Eso no es más que un ejercicio preliminar a nuestra búsqueda comparativa, y si lo hemos elegido, es precisamente porque nos muestra a la vez los riesgos de una empresa semejante y el provecho que podemos obtener de ella. Es harto significativo en efecto que juzgada desde un punto de vista totalmente exterior- el de la mitología funeraria y del folklore-, la pasión moderna por la historiografía nos revela un simbolismo arcaico de la Muerte; por cuanto, como se lo ha hecho notar tantas veces, la angustia del hombre moderno está secretamente ligada a la conciencia de su historicidad, y esta deja a su vez transparentar la ansiedad frente a la muerte y a la Nada.

Es verdad también que para nosotros los europeos modernos, la pasión historiográfica no nos revela ningún presentimiento funesto; pero situada en la perspectiva del simbolismo religioso, ella traiciona no obstante la inminencia de la Muerte. Es así como la psicología profunda nos ha enseñado a dar más importancia a la presencia activa de un símbolo que a la experiencia consciente que la manipula y valoriza. En nuestro caso, esto puede comprenderse fácilmente: por cuanto la pasión historiográfica no representa más que uno de los aspectos, y el más exterior, del descubrimiento de la Historia; el otro, más profundo, se refiere a la historicidad de toda existencia humana y, por consecuencia, implica directamente la angustia frente a la Muerte.

[Datos registrados]

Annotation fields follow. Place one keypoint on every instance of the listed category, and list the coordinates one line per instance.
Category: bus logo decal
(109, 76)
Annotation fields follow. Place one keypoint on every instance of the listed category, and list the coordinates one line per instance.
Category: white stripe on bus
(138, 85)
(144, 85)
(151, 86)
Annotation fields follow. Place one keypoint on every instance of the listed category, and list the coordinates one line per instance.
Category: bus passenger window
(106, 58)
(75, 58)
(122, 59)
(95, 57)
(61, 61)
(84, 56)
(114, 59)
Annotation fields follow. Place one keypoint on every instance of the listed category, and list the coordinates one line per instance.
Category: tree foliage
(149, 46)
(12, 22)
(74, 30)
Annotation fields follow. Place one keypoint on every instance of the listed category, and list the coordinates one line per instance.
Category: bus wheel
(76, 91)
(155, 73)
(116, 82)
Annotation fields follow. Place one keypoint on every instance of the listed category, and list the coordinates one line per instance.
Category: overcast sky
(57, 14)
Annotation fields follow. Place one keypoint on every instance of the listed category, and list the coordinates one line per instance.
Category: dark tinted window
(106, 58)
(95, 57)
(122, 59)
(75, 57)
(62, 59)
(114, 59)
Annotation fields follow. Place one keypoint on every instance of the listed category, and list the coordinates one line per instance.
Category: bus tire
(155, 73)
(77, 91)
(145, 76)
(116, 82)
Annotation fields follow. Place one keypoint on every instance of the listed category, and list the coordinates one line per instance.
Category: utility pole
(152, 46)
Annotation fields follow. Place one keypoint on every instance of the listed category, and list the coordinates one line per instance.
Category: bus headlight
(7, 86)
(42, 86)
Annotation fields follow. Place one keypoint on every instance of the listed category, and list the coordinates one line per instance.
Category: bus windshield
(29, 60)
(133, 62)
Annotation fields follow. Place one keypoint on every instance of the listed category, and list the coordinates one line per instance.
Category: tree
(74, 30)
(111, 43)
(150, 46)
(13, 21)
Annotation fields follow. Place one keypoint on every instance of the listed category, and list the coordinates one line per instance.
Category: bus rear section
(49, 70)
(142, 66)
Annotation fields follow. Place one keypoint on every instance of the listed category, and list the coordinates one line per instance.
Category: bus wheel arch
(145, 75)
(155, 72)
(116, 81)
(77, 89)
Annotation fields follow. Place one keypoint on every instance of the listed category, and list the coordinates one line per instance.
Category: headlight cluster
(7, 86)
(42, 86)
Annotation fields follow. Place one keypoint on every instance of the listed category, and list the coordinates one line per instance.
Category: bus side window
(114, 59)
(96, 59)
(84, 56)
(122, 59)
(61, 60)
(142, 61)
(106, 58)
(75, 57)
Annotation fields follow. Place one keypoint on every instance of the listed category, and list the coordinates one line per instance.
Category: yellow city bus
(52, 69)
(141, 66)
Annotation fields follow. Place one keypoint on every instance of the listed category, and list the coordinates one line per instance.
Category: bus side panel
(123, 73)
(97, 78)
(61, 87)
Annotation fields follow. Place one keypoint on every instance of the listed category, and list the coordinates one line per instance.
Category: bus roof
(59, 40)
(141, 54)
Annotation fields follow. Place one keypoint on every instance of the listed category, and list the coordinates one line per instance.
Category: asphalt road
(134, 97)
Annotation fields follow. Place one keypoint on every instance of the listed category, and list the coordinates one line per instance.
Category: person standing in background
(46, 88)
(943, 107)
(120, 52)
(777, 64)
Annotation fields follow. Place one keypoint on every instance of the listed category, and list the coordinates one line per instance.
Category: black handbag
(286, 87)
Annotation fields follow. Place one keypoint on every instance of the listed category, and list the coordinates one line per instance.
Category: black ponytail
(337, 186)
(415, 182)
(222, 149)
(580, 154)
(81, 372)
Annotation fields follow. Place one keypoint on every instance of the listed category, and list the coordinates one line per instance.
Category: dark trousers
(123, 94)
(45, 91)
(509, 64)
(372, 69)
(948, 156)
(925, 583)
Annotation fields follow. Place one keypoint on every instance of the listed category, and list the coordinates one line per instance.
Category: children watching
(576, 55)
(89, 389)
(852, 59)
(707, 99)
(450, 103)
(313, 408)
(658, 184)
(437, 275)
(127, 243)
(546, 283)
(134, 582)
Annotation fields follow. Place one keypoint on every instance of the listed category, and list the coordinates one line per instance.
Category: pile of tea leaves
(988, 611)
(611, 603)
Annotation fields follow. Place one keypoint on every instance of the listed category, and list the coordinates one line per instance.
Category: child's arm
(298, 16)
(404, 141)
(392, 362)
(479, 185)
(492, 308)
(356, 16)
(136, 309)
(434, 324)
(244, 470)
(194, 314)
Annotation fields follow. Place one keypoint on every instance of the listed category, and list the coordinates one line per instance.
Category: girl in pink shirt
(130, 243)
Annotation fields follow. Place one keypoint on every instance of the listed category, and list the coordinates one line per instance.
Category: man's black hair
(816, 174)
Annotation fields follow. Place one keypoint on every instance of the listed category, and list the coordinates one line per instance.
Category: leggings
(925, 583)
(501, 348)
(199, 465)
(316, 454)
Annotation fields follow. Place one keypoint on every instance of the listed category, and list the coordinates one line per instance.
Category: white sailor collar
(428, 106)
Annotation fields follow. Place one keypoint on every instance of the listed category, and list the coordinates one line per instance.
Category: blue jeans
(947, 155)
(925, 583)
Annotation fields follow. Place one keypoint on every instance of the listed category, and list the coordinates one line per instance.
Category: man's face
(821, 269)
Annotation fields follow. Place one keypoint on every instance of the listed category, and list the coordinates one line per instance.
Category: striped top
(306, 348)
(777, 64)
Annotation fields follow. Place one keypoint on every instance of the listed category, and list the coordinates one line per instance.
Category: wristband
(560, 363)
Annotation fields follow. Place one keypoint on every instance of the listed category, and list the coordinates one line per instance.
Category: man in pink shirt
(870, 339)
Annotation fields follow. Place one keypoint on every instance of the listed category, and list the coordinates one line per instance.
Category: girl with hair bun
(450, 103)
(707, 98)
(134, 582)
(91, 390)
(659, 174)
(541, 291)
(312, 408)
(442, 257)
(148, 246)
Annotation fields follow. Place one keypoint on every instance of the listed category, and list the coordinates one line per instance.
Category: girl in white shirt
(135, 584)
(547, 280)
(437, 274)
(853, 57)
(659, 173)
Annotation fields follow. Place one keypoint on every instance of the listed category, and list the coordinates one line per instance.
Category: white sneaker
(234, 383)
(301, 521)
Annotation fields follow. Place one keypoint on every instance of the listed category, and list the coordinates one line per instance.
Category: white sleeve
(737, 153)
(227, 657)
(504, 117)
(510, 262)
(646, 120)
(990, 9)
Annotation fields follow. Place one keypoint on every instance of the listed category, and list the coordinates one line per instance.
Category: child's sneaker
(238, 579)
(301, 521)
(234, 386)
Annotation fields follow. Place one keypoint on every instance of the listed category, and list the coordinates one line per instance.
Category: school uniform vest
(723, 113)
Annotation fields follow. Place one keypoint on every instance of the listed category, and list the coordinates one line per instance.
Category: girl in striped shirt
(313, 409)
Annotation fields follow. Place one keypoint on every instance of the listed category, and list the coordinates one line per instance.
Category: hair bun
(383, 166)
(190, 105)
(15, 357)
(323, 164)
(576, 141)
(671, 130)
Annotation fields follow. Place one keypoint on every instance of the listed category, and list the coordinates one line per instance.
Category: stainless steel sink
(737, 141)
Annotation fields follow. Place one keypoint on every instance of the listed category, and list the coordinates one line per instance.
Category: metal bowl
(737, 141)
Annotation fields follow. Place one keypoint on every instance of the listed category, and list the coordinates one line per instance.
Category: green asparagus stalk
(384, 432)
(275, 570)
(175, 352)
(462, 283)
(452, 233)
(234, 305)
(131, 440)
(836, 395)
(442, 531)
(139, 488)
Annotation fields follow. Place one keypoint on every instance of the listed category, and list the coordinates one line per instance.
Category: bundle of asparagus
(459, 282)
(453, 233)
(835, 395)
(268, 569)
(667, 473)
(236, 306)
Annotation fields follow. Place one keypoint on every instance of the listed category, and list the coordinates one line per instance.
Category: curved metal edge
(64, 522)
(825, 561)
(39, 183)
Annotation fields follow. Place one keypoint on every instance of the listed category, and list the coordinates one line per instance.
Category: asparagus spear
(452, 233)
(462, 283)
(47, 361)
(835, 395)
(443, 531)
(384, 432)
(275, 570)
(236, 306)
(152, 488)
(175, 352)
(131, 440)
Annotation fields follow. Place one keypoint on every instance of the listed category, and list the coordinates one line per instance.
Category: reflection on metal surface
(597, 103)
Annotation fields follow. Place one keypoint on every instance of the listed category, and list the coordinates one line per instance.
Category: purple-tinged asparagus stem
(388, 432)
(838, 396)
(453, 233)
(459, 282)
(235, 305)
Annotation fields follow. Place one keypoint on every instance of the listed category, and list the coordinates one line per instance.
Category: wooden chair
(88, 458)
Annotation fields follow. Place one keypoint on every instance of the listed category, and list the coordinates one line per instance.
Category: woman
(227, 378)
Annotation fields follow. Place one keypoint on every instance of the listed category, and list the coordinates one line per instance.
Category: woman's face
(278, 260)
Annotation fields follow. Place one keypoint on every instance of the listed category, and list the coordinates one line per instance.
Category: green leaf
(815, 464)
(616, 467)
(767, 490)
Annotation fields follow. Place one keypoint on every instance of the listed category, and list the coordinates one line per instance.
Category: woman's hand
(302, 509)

__Instrucciones de la tarea__. Transcriba íntegramente, sin alteración alguna, el fragmento sobre la pasión historiográfica y la muerte. El material constituye un elemento independiente del fragmento.

__Respuesta del ejercicio__.
Eso no es más que un ejercicio preliminar a nuestra búsqueda comparativa, y si lo hemos elegido, es precisamente porque nos muestra a la vez los riesgos de una empresa semejante y el provecho que podemos obtener de ella. Es harto significativo en efecto que juzgada desde un punto de vista totalmente exterior- el de la mitología funeraria y del folklore-, la pasión moderna por la historiografía nos revela un simbolismo arcaico de la Muerte; por cuanto, como se lo ha hecho notar tantas veces, la angustia del hombre moderno está secretamente ligada a la conciencia de su historicidad, y esta deja a su vez transparentar la ansiedad frente a la muerte y a la Nada.

Es verdad también que para nosotros los europeos modernos, la pasión historiográfica no nos revela ningún presentimiento funesto; pero situada en la perspectiva del simbolismo religioso, ella traiciona no obstante la inminencia de la Muerte. Es así como la psicología profunda nos ha enseñado a dar más importancia a la presencia activa de un símbolo que a la experiencia consciente que la manipula y valoriza. En nuestro caso, esto puede comprenderse fácilmente: por cuanto la pasión historiográfica no representa más que uno de los aspectos, y el más exterior, del descubrimiento de la Historia; el otro, más profundo, se refiere a la historicidad de toda existencia humana y, por consecuencia, implica directamente la angustia frente a la Muerte.